_EXCERPT_:

In addition, we searched for Mus musculus ncRNA sequence matches within our assembly. There were 15,964 transcript matches, which correspond to 2,320 unique ncRNA matches, and they are posted on Dryad. The transcript matches by tissue type were found using the Kallisto TPM determinations, and they were as follows, testes: 15,260, epididymis: 15,552, and vas deferens: 15,558. A Venn Diagram depicts unique and shared transcript matches by tissue type (Fig. 2). The majority of transcript matches were ubiquitous to all three tissues (14,724), and there were far fewer tissue specific matches. The testes had more unique transcript matches (185) than the epididymis (26) or the vas deferens (45). These findings are consistent with our results above regarding the relative numbers of total unique transcripts in the assembly by tissue type. However, these counts for relative transcript matches among tissue types were generated with transcripts from a single individual; therefore, the comparative results across tissue type were not statistically evaluated. It is seemingly probable that the diversity of transcripts for regulation should be highest in tissues generating relatively diverse proteins, in this case, the testes, which did have the highest number of unique transcript matches. The role of ncRNA in reproductive tissues throughout multiple developmental stages has recently been reviewed in detail (Hale, Yang & Ross, 2014).  In addition, ncRNAs have been found to be highly abundant in murine testes (Sun, Lin & Wu, 2013). Furthermore, sperm from humans and mice contain a significant number of ncRNAs (Krawetz et al., 2011; Kowano et al., 2012). However, we are unaware of any research investigating the involvement of ncRNA in desert adaptations; therefore, we cannot speculate on particular ncRNA matches within our dataset that may have potential desert adaptive roles.

Venn Diagram of transcript matches between the three reproductive tissues to ncRNA sequences in Mus musculus.

Figure 2: Venn Diagram of transcript matches between the three reproductive tissues to ncRNA sequences in Mus musculus.

The total number of transcript matches across the tissue types is 15,964.

Our search for transporter protein matches within the Transporter Classification Database yielded 7,521 different transcript matches, corresponding to 1,373 unique transporter protein matches, and they are posted on Dryad. The number of transcript matches was highly similar between the tissue types (testes 7,025; epididymis 7,115; vas deferens: 7,071). We generated a Venn Diagram to display the numbers of shared and unique transcript matches to the transporter protein sequences (Fig. 3). Most transcript matches were present in all three tissues (6,472), and there were relatively few unique matches in the three tissue types. However, the testes had the highest number of unique transcript matches (215) relative to the epididymis (19) and the vas deferens (37). These comparative results across tissue types represent exploratory findings for a single mouse, and the count data have not been statistically tested, but these preliminary results should be investigated in future studies. Furthermore, our BLASTx search of this transporter protein database yielded transcript matches for multiple solute carrier proteins. We are particularly interested in solute carrier proteins because previous research has found candidate genes in this protein family for desert adaptations in kidneys of the kangaroo rat (Marra et al., 2012; Marra, Romero & DeWoody, 2014) and the Cactus mouse (MacManes & Eisen, 2014). In addition, we had multiple matches to aquaporins, which are water channels allowing transport across cellular membranes. One transcript matched specifically to Aquaporin 3, a sperm water channel found in mice and humans, which is essential to maintaining sperm cellular integrity in response to the hypotonic environment within the female reproductive tract (Chen et al., 2011).

_DATASET EXCERPT_:
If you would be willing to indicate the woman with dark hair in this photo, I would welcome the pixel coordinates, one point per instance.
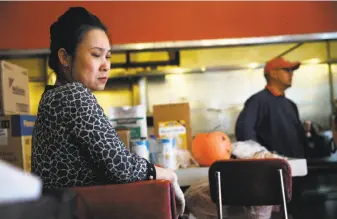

_INSTRUCTIONS TO FOLLOW_: Can you rewrite the stretch of the ncRNA passage from "Figure 2: Venn" through "types is 15,964.", putting "reproductive organs" in place of "reproductive tissues"?

_WRITTEN SOLUTION_:
Figure 2: Venn Diagram of transcript matches between the three reproductive organs to ncRNA sequences in Mus musculus.

The total number of transcript matches across the tissue types is 15,964.